→ EXTRAIT FOURNI
= = =

La présence de fluides dans la peinture du XVIIe siècle méritait une analyse mettant en jeu non seulement les fluides mais aussi les regards à porter sur eux.  

* Cet ouvrage a été publié avec l’aide du Centre national du livre.

 

Un lieu commun des commentaires sur l'art contemporain veut que ce dernier ait fait surgir (ex nihilo) sur la scène de l'art le sang, le sperme et la merde. On connaît la Merda d'artiste de Piero Manzoni, mais aussi le travail sur le sang de Gina Pane ou de Michel Journiac, et pourquoi pas l'usage des fluides divers dans les œuvres de Fabrice Hyber. À leur côté, nombreux sont les artistes qui ont mis en scène urine, sperme et autres liquides, il n'est que de se souvenir du Piss Christ de Andréa Serrano (1987). Évidemment, les intentions des uns et des autres sont différentes. Entre le geste iconoclaste et la réflexion sur la dispensation de la vie humaine, la distance est grande. Et ce n'est pas parce que le XXe siècle a eu longtemps la réputation d'être le ”siècle des fluides” (!) qu'il faut oublier qu'ils ont servi surtout à manifester le mouvant, le temps et la matière.

= = =

→ DONNÉES À ANALYSER
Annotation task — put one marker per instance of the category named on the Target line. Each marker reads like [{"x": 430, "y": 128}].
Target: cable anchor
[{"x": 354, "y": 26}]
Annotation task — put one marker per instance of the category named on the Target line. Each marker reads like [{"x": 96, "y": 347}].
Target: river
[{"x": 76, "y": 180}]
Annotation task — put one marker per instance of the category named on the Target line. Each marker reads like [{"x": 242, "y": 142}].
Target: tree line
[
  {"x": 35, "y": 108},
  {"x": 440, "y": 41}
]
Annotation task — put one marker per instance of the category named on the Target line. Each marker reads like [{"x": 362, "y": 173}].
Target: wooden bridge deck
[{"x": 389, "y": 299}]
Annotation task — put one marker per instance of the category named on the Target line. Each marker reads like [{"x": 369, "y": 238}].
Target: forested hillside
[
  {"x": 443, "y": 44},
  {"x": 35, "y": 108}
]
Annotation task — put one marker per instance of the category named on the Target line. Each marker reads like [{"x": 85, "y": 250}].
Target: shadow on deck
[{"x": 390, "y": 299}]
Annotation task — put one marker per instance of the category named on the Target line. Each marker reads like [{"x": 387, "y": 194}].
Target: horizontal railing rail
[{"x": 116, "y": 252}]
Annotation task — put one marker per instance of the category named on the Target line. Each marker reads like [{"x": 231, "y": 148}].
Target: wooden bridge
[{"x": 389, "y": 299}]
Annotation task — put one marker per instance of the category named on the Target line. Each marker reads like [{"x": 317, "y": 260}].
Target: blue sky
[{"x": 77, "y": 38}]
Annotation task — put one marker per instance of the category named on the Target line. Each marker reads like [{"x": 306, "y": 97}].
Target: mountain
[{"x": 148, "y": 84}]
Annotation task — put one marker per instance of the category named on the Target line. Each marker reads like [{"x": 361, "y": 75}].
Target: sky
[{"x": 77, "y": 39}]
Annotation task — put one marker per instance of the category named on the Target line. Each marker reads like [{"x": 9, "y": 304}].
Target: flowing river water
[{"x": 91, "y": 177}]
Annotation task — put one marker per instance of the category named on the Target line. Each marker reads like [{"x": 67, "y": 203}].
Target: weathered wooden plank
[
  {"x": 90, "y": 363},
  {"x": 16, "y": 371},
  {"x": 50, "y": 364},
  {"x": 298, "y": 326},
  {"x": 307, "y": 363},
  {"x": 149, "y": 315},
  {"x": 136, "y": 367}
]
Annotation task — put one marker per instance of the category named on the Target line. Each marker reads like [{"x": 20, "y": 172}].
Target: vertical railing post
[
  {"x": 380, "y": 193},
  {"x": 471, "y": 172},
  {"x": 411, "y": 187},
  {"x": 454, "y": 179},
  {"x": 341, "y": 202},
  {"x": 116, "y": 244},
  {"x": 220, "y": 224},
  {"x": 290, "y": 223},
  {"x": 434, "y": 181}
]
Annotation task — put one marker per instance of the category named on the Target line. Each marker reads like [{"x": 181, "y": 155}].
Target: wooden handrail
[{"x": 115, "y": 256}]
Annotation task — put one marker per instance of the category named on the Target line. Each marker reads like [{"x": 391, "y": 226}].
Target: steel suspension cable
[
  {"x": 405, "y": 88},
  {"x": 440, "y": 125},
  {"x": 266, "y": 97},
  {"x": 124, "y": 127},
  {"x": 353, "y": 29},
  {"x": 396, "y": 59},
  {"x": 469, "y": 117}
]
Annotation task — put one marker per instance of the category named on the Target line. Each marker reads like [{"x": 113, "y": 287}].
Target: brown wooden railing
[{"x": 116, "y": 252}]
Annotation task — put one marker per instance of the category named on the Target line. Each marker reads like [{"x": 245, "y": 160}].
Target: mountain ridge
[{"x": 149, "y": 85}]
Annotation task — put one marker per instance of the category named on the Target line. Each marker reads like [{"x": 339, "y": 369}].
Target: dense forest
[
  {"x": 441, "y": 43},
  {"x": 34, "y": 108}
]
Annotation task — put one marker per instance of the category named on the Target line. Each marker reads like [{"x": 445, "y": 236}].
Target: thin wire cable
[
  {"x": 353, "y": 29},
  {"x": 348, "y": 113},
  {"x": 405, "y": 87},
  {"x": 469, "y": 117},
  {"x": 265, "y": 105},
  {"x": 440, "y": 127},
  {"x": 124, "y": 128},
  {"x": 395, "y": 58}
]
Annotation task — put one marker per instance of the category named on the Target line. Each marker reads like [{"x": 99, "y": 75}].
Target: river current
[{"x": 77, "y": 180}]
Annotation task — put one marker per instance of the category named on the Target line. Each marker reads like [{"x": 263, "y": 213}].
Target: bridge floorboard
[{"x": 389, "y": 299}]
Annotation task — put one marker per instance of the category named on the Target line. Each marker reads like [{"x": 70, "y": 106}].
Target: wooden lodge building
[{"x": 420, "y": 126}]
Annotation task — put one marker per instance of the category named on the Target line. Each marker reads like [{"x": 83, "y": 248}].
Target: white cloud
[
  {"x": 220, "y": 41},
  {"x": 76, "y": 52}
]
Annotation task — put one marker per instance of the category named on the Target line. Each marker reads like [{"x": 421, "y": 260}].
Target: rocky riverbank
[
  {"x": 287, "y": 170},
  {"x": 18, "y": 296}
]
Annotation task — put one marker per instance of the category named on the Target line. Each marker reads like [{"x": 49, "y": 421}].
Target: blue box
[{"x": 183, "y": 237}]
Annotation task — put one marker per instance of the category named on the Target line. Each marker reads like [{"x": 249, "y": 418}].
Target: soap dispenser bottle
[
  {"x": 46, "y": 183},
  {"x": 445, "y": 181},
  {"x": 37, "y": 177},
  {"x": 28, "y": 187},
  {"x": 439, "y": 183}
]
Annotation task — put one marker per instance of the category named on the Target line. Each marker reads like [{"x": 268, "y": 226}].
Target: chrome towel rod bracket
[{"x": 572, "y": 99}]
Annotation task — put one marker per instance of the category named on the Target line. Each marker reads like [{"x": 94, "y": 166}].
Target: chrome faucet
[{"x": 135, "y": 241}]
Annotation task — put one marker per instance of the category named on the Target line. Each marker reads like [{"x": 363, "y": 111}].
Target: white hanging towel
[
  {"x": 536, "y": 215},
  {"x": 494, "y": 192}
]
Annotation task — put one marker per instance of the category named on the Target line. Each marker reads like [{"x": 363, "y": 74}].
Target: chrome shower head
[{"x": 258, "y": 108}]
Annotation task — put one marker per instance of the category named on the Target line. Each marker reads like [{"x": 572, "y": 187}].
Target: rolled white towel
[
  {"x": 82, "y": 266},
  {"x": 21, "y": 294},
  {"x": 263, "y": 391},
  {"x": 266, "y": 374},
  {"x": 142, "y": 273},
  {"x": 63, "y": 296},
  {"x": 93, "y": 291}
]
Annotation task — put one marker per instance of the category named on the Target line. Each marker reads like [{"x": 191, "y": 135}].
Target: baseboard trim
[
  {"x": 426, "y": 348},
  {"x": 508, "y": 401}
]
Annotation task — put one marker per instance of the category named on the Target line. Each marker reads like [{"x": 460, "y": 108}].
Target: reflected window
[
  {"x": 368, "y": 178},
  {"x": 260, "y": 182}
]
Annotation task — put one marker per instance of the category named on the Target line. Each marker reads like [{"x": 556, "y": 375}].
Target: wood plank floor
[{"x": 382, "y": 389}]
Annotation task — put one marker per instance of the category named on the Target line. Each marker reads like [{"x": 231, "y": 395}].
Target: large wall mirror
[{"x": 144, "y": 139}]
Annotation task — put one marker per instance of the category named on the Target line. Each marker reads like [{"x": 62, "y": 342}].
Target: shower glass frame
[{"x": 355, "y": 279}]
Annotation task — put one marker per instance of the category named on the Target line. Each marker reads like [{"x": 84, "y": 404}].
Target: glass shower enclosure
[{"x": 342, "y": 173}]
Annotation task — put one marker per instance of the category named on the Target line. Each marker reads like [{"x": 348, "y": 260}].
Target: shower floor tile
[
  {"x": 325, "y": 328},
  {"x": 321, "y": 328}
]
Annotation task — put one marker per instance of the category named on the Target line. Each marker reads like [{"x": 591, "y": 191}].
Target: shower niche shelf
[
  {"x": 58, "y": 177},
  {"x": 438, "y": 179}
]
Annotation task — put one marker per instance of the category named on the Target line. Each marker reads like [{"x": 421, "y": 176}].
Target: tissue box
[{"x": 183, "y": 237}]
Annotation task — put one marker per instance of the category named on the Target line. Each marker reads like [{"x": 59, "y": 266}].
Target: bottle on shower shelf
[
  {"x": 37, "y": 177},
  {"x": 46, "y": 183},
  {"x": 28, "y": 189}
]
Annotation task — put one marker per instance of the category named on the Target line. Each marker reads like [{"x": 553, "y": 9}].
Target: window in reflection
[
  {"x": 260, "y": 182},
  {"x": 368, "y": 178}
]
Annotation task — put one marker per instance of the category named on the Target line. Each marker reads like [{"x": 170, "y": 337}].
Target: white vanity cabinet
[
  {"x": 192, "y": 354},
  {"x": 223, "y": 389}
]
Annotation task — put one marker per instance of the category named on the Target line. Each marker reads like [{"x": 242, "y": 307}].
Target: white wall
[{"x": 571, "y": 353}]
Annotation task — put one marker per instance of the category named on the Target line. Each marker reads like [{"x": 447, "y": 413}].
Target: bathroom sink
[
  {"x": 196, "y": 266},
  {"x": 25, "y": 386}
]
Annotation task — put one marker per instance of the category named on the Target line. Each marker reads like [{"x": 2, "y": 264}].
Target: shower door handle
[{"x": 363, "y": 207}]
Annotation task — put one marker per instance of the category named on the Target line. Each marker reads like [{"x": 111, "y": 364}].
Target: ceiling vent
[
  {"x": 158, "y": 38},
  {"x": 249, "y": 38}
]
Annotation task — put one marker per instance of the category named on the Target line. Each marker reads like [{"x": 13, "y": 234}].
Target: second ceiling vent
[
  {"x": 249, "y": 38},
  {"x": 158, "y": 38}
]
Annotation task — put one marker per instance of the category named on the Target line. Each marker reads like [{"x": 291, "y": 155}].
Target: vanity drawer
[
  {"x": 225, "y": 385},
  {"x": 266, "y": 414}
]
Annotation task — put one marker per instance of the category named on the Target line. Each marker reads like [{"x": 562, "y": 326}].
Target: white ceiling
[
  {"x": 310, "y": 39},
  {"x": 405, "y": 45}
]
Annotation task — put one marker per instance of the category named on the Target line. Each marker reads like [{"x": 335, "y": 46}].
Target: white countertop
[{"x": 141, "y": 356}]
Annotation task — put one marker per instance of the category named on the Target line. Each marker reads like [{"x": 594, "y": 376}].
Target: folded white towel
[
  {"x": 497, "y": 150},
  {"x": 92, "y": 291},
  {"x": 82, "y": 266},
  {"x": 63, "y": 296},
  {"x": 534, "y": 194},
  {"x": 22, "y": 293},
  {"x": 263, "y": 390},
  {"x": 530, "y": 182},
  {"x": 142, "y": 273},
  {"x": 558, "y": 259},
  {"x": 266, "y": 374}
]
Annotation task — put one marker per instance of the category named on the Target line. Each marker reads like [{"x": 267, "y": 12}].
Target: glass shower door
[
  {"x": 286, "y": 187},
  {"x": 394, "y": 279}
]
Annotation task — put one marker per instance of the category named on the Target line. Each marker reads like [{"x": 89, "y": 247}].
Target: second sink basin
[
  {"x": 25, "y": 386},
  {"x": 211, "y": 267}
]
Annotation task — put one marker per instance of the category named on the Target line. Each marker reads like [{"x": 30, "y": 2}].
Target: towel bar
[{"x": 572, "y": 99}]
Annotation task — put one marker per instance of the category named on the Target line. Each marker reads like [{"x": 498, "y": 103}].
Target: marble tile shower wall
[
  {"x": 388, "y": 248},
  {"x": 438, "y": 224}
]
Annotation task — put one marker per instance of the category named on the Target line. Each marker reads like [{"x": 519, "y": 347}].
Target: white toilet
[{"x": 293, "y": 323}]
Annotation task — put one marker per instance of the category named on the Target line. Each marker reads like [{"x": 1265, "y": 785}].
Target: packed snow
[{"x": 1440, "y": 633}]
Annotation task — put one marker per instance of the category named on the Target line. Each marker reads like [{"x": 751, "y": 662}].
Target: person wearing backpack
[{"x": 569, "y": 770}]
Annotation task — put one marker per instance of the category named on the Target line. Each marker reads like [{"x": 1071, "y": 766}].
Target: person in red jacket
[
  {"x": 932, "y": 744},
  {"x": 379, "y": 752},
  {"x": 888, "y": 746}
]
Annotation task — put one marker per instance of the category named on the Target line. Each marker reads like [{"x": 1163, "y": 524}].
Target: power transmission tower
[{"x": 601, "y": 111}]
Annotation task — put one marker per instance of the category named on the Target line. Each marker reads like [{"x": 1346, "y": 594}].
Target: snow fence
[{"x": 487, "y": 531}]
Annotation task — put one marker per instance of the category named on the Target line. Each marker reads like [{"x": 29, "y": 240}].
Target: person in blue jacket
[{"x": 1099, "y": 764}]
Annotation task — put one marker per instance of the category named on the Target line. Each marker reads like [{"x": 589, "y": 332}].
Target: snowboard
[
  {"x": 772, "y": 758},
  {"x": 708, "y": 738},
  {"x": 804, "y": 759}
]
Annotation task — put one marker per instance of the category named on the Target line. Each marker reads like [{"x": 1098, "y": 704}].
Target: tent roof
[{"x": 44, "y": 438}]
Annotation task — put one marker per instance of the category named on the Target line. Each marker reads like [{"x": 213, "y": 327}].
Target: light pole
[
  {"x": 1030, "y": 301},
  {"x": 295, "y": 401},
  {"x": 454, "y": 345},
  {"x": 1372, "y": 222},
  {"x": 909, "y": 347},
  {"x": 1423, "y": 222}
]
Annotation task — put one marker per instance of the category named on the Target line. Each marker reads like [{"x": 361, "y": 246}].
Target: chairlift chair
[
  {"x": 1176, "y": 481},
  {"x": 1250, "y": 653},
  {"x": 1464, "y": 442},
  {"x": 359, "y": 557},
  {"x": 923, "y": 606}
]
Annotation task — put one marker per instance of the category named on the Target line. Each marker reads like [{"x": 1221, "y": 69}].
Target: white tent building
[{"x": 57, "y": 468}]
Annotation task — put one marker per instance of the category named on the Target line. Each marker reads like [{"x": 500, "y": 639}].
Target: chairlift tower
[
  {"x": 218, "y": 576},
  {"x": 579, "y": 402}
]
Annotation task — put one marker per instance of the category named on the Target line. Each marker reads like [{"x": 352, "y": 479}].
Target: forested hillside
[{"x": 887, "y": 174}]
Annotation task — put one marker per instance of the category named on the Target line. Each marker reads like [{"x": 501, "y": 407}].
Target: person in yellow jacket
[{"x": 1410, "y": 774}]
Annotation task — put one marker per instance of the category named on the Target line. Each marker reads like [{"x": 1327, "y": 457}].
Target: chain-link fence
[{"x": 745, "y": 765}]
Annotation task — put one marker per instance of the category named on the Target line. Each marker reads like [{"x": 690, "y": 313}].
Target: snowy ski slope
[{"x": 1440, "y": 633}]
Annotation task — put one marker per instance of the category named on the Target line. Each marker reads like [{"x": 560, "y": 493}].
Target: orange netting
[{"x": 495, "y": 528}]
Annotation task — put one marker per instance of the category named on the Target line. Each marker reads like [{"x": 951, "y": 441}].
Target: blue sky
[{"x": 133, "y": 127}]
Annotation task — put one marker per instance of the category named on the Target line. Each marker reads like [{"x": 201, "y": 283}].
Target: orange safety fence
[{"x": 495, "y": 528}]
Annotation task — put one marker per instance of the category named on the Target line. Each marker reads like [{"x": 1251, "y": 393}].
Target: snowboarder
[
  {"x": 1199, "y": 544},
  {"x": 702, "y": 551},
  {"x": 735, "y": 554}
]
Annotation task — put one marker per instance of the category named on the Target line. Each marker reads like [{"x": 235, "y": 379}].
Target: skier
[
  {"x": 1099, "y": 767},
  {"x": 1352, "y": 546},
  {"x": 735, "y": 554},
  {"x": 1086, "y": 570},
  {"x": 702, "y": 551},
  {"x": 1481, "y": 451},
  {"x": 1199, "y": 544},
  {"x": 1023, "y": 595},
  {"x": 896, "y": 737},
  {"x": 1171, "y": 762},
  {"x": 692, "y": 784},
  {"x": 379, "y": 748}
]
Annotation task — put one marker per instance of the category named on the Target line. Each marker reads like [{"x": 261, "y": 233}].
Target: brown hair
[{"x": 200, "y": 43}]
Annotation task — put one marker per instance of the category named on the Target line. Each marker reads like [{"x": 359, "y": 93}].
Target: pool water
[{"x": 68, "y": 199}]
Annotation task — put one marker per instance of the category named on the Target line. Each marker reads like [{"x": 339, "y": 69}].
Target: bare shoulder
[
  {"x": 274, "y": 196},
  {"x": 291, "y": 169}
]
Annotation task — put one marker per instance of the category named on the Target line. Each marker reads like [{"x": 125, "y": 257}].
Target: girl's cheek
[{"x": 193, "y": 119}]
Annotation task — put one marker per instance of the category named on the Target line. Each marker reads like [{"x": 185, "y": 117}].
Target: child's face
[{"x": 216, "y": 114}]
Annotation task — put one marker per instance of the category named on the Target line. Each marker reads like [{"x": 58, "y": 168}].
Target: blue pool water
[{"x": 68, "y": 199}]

= = =

→ TÂCHES À RÉALISER
1. D'après l'extrait sur les fluides dans l'art, de quelle année date le Piss Christ ?
2. Résumez en deux phrases l'extrait sur les fluides dans l'art.
3. Poursuivez l'extrait sur les fluides dans l'art à partir de sa dernière phrase.

→ RÉSULTATS DES TÂCHES
1. 1987

2. La présence de fluides dans la peinture du XVIIe siècle méritait une analyse portant à la fois sur ces fluides et sur les regards à porter sur eux. Un lieu commun veut que l'art contemporain ait fait surgir le sang, le sperme et la merde, chez Piero Manzoni, Gina Pane, Michel Journiac ou Fabrice Hyber par exemple, mais les intentions de ces artistes sont différentes.

3.
Non seulement ce propos est insuffisant, car il fait l'impasse sur la différence entre les flux et les fluides, mais encore, il interdit un peu vite de travailler sur la notion de fluide dans d'autres cadres historiques. Nul n'ignore d'ailleurs qu'il existe chez Blaise Pascal une dynamique des fluides dont l'importance est telle qu'elle permet de soutenir la foi en Dieu.

Et justement, parlons du XVIIe siècle. La représentation picturale des différents fluides corporels – larmes, sang, lait, bave, excréments, sperme ou sueur – y est plus abondante qu'on ne le croit habituellement. On pourrait même affirmer qu'il suffit de regarder, si l'on était persuadé que l'on y voit toujours quelque chose. Mais cela ne ferait que renforcer l'idée suggérée ci-dessus d'un aveuglement de notre époque sur sa propre historicité.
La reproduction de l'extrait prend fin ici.